● Work instructions
Look through the data below for the string "ceiling", and copy every line where it turns up.

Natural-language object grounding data
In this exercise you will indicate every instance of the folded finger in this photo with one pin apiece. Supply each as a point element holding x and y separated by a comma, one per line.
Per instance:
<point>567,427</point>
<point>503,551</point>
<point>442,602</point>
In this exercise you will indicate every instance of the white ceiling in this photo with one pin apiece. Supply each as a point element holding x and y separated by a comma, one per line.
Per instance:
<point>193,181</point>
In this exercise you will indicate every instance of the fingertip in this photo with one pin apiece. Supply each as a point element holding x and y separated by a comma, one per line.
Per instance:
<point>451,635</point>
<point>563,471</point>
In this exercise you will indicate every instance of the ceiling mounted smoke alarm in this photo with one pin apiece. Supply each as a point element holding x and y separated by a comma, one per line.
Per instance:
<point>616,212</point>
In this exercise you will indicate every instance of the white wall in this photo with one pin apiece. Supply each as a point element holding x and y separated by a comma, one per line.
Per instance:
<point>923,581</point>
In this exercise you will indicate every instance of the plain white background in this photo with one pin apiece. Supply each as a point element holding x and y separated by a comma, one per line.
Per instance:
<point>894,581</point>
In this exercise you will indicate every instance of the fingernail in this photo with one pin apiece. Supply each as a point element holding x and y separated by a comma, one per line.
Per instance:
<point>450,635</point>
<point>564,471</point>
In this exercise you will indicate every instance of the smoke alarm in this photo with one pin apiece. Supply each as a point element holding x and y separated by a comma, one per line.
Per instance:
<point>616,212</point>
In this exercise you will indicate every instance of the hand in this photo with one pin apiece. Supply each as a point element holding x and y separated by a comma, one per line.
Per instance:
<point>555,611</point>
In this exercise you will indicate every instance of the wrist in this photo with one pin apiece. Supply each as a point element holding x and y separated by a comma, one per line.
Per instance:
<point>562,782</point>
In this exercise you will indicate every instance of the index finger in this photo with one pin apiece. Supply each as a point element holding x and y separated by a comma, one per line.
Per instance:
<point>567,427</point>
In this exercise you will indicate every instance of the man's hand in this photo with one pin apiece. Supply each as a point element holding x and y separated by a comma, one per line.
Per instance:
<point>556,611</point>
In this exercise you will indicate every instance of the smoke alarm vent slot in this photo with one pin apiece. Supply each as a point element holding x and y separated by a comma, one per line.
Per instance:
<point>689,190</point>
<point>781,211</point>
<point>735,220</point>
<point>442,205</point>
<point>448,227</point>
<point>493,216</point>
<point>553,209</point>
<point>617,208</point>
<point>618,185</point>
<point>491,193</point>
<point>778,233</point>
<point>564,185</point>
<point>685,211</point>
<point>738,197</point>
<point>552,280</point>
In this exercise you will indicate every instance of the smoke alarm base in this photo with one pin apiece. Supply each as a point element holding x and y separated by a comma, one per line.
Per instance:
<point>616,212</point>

● The answer
In this exercise you will indicate every instance of the white ceiling in this photo with one pin apiece. Supply each as a point element holding x and y separated by a comma, one per line.
In this exercise you will indicate every instance of the ceiling mounted smoke alarm in this photo with one pin apiece. Supply each as a point element holding x and y separated by a comma, one per line.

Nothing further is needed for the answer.